## [QUOTED PASSAGE]

Global Interpreter Lock (GIL)

What is the GIL?

The Global Interpreter Lock (GIL) is a mutex that protects access to Python objects, preventing multiple threads from executing Python bytecodes at once.

GIL Implications

  • CPU-bound tasks: Threading doesn't help with CPU-bound tasks
  • I/O-bound tasks: Threading works well for I/O-bound tasks
  • Only one thread: Only one thread executes Python code at a time

Understanding GIL Behavior

import threading
import time

def cpu_bound_task():
    """CPU-bound task - GIL prevents true parallelism"""
    result = 0
    for i in range(10000000):
        result += i * i
    return result

def io_bound_task():
    """I/O-bound task - GIL released during I/O"""
    time.sleep(1)  # GIL is released during sleep
    return "Done"

# CPU-bound: Threading doesn't help
start = time.time()
threads = []
for _ in range(2):
    thread = threading.Thread(target=cpu_bound_task)
    threads.append(thread)
    thread.start()

for thread in threads:
    thread.join()
cpu_time = time.time() - start

# I/O-bound: Threading helps
start = time.time()
threads = []
for _ in range(2):
    thread = threading.Thread(target=io_bound_task)
    threads.append(thread)
    thread.start()

for thread in threads:
    thread.join()
io_time = time.time() - start

print(f"CPU-bound time: {cpu_time:.2f}s")
print(f"I/O-bound time: {io_time:.2f}s")

## [TASK DESCRIPTION]
Can you continue the piece on Python's Global Interpreter Lock, starting right after its final line?

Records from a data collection
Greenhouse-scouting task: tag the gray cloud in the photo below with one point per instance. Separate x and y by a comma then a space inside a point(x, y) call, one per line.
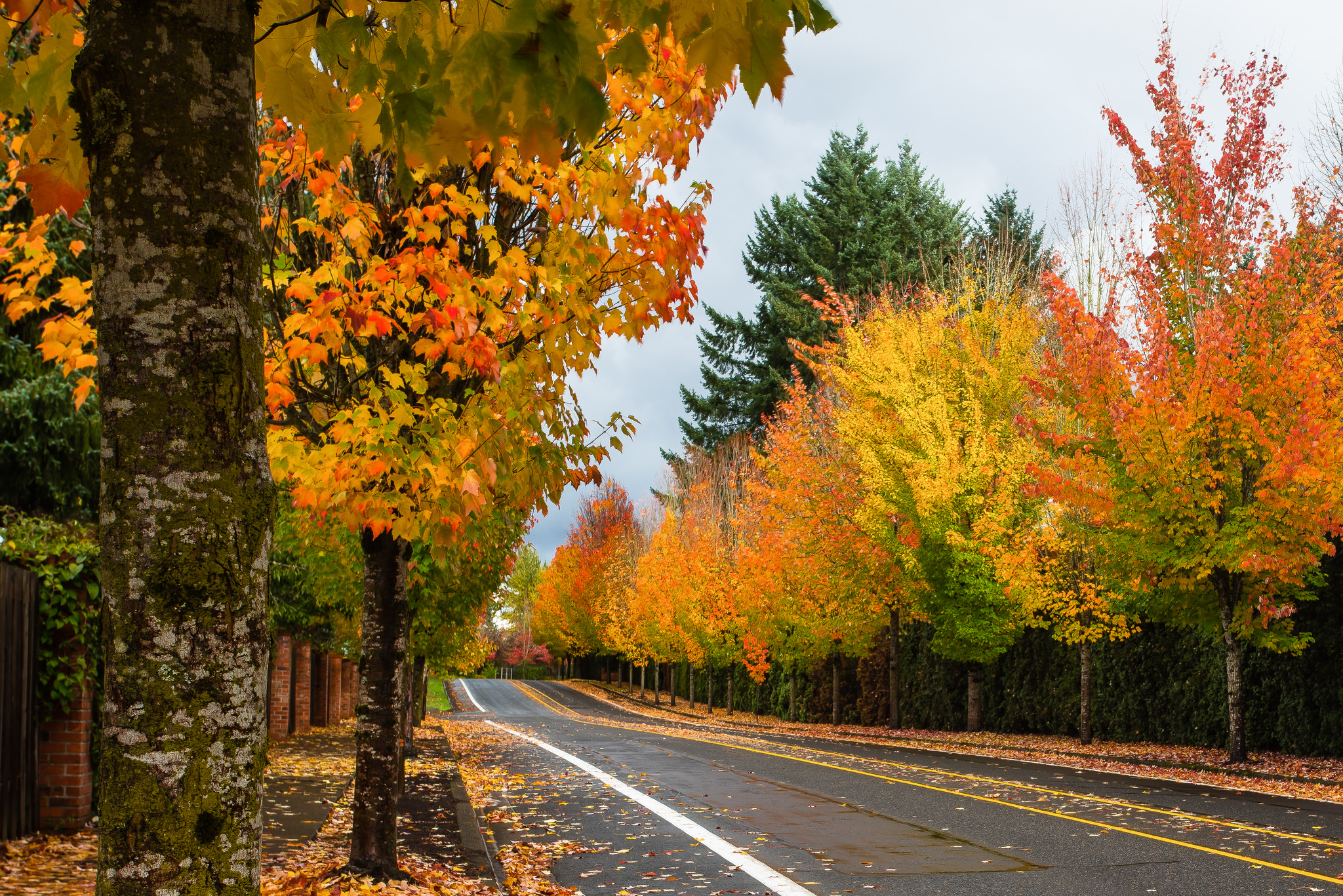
point(990, 93)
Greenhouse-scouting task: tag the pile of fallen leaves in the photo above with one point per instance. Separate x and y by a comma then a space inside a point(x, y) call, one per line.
point(311, 752)
point(1267, 773)
point(528, 867)
point(312, 871)
point(50, 864)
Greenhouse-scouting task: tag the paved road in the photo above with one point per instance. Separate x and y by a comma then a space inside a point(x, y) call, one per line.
point(840, 817)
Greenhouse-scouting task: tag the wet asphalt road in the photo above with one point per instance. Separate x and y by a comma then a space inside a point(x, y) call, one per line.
point(843, 817)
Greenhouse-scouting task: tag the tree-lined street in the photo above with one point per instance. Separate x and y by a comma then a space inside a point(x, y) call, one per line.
point(837, 817)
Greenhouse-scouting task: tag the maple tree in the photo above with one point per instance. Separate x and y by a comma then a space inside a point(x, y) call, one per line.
point(420, 347)
point(934, 391)
point(812, 575)
point(1211, 399)
point(572, 601)
point(172, 178)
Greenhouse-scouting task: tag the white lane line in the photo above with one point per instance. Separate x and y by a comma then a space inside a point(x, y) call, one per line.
point(746, 861)
point(462, 682)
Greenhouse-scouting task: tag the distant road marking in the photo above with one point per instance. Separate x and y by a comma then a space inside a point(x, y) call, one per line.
point(531, 691)
point(469, 695)
point(746, 861)
point(1002, 802)
point(1207, 820)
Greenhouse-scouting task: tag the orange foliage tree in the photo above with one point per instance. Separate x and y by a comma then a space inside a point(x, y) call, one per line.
point(574, 596)
point(1211, 397)
point(813, 581)
point(420, 347)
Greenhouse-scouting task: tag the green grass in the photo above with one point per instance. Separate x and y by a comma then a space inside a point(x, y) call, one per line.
point(437, 699)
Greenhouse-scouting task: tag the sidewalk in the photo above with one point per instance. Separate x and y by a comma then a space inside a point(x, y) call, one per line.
point(305, 775)
point(1268, 773)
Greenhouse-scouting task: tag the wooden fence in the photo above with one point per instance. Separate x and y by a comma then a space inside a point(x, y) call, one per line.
point(18, 710)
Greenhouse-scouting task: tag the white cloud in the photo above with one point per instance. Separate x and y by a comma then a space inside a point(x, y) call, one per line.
point(990, 93)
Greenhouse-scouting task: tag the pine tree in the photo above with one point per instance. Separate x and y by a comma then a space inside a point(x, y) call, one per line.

## [EXPECTED OUTPUT]
When Threading Helps

Threading is beneficial for:

  • I/O operations: File I/O, network I/O, database operations
  • Waiting operations: Sleep, waiting for user input
  • Concurrent I/O: Multiple network requests

Threading is NOT beneficial for:

  • CPU-bound tasks: Mathematical computations, image processing
  • Pure computation: Number crunching, data processing

Practical Examples

Example 1: Downloading Multiple Files

import threading
import time
import urllib.request

def download_file(url, filename):
    print(f"Downloading {filename}...")
    # Simulate download
    time.sleep(2)
    print(f"Finished {filename}")

urls = [
    ("http://example.com/file1.txt", "file1.txt"),
    ("http://example.com/file2.txt", "file2.txt"),
    ("http://example.com/file3.txt", "file3.txt"),
]

threads = []
for url, filename in urls:
    thread = threading.Thread(target=download_file, args=(url, filename))
    threads.append(thread)
    thread.start()

for thread in threads:
    thread.join()

print("All downloads complete")

Example 2: Thread Pool Pattern

import threading
import queue
import time

class ThreadPool:
    def __init__(self, num_threads):
        self.tasks = queue.Queue()
        self.threads = []
        for _ in range(num_threads):
            thread = threading.Thread(target=self._worker)
            thread.start()
            self.threads.append(thread)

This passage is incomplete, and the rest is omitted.